Search each line below for "stadium", then return the lines where it appears.

DATA SUPPLIED below:

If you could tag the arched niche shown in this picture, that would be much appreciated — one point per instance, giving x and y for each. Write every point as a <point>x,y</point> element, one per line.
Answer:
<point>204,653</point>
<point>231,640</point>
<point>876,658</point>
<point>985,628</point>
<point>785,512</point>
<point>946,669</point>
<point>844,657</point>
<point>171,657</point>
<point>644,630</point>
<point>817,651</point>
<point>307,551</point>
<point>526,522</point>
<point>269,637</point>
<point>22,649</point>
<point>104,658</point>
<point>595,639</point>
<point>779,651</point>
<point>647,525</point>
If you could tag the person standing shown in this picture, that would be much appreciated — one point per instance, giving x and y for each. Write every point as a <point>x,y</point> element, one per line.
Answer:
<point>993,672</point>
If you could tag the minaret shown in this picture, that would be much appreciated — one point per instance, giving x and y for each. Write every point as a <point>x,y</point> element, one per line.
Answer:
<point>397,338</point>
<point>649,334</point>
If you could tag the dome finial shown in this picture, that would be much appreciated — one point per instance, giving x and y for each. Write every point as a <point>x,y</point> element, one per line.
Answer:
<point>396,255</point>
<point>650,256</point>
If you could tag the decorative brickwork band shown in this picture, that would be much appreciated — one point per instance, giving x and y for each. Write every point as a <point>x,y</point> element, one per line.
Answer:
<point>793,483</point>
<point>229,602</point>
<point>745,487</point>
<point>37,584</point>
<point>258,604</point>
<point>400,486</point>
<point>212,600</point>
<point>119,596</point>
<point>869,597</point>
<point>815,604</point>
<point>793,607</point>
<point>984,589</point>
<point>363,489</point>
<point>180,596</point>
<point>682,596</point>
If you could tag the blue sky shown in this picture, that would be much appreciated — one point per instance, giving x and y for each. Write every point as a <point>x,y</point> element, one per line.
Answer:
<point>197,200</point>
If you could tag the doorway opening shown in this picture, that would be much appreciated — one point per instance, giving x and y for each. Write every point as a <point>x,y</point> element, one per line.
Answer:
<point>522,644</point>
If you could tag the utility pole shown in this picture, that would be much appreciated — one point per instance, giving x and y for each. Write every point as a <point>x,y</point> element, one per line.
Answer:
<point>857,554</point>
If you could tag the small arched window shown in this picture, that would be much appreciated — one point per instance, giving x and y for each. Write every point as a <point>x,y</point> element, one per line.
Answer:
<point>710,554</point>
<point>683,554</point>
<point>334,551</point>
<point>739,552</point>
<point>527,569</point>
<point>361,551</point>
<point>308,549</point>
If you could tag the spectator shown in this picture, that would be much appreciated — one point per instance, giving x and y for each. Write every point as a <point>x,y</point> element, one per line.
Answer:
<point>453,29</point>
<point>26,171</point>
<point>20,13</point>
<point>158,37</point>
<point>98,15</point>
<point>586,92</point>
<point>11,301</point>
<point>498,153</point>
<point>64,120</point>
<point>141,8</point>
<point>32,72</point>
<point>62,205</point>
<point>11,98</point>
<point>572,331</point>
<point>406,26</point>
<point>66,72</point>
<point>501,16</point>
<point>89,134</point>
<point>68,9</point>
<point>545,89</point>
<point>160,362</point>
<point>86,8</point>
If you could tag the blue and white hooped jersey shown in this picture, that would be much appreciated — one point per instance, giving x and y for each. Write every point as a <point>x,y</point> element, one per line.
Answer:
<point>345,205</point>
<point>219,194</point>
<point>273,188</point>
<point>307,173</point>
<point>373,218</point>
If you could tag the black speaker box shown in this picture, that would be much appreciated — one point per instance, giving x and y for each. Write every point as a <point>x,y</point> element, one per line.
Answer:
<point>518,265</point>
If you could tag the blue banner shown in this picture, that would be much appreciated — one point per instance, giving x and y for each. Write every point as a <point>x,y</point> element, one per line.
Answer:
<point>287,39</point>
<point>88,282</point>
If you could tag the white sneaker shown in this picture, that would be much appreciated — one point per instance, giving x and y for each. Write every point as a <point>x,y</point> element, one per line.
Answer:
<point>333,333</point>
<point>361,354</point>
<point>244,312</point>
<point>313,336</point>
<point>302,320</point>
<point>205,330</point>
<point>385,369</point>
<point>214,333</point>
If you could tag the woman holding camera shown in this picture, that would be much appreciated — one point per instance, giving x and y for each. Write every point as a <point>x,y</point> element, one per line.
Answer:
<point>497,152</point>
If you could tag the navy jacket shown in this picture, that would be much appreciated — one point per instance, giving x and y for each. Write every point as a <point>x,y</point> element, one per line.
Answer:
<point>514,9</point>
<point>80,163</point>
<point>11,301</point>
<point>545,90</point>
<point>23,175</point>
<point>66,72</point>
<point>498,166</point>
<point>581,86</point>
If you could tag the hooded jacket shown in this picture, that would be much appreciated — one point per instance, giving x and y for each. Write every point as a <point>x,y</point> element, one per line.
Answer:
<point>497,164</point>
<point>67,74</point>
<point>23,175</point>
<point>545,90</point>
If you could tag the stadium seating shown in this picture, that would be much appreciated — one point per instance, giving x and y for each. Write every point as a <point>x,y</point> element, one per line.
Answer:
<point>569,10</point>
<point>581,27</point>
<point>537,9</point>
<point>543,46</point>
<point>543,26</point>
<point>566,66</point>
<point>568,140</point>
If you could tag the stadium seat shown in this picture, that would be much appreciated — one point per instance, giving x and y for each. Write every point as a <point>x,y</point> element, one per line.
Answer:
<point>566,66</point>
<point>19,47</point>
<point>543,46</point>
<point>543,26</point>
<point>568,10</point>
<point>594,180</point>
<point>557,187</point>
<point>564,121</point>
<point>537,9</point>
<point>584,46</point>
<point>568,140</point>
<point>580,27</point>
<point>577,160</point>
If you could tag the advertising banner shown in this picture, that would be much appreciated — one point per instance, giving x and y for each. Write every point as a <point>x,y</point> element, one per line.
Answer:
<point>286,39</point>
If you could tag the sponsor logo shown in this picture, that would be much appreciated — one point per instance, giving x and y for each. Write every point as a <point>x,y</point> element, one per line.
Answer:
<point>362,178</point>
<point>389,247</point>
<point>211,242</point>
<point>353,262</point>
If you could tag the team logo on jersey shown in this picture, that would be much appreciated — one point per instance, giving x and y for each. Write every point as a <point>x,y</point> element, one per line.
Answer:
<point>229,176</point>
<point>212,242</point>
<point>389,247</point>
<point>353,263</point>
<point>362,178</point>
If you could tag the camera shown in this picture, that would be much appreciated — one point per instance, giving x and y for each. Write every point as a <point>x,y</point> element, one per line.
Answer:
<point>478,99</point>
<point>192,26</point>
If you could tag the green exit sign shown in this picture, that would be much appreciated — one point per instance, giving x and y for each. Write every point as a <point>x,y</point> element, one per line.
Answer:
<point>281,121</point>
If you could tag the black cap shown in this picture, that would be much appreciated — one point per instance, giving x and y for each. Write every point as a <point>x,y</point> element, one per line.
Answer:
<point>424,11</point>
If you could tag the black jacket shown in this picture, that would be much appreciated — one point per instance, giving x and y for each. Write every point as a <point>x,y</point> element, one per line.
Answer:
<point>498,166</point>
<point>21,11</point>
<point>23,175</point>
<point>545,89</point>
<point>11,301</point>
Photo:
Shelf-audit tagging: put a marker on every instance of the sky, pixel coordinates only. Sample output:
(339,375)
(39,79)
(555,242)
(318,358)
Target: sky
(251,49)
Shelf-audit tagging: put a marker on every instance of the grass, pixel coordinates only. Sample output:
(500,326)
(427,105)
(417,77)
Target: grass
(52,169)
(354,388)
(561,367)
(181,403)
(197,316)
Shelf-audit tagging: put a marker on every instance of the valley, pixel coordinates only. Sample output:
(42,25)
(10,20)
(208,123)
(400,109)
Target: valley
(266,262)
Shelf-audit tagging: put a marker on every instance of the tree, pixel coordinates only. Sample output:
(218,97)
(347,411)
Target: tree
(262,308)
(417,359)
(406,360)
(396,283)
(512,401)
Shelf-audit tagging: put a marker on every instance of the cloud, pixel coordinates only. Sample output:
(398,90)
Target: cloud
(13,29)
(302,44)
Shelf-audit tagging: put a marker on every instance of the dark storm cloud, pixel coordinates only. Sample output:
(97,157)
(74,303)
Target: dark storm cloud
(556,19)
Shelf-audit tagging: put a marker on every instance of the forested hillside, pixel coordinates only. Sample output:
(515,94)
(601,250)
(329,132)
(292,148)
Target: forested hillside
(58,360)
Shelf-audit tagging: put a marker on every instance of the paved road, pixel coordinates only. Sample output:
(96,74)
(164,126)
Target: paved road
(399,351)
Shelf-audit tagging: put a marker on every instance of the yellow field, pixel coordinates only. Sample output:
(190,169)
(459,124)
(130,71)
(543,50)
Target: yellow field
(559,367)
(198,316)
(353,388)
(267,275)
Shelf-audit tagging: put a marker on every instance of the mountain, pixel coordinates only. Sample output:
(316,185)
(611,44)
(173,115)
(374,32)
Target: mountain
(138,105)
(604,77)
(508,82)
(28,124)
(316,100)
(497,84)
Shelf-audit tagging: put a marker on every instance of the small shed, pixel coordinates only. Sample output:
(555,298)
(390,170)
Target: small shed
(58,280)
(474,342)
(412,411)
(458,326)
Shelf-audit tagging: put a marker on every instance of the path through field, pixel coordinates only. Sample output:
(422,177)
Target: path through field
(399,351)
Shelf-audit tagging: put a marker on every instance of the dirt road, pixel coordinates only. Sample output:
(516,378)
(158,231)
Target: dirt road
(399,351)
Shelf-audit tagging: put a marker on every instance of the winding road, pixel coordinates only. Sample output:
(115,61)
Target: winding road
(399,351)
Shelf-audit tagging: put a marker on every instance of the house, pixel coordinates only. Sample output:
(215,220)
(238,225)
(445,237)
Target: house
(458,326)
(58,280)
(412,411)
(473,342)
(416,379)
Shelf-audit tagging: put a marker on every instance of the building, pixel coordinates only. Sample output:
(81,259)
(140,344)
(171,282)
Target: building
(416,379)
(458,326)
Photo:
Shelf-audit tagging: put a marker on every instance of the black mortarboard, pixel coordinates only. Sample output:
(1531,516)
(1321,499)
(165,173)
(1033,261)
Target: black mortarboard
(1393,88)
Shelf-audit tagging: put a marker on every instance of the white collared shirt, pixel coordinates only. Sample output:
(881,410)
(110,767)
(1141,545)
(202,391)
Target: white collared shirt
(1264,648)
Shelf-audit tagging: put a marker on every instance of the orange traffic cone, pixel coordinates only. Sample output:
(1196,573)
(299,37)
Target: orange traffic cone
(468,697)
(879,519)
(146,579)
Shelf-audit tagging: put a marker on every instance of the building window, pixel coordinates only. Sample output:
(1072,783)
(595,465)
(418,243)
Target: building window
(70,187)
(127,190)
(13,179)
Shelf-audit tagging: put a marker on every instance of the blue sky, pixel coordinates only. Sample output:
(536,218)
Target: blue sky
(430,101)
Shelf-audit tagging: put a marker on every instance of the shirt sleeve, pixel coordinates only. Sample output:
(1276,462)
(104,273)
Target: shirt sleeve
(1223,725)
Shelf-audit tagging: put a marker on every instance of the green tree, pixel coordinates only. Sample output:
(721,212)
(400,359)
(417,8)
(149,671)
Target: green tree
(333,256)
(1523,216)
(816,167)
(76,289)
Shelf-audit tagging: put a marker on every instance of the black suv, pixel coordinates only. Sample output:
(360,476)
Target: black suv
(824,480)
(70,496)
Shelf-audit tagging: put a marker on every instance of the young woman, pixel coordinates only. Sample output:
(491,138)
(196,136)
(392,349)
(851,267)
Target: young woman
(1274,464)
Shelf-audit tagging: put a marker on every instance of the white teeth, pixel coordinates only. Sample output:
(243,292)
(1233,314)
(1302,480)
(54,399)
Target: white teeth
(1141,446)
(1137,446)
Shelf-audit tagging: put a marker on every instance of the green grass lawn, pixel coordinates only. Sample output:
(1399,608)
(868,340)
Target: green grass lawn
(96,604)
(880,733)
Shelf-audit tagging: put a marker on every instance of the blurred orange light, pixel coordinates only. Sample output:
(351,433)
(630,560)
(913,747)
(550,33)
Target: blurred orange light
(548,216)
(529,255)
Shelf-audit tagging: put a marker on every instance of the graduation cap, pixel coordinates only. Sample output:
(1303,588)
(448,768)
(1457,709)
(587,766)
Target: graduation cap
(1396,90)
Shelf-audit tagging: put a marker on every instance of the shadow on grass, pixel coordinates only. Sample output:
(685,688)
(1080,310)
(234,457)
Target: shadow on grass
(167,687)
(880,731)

End of DATA SUPPLIED.

-- COMPLETED EXERCISE --
If you could tag the stadium seating shown in this picture, that would be much appreciated — one point per instance, giving x and y for each. Write every point as a <point>x,y</point> element, one per line.
If you could tag the stadium seat shown in this picture, that would be much appreciated — one point per instance, giving x and y for each. Write every point as a <point>x,y</point> element, one per line.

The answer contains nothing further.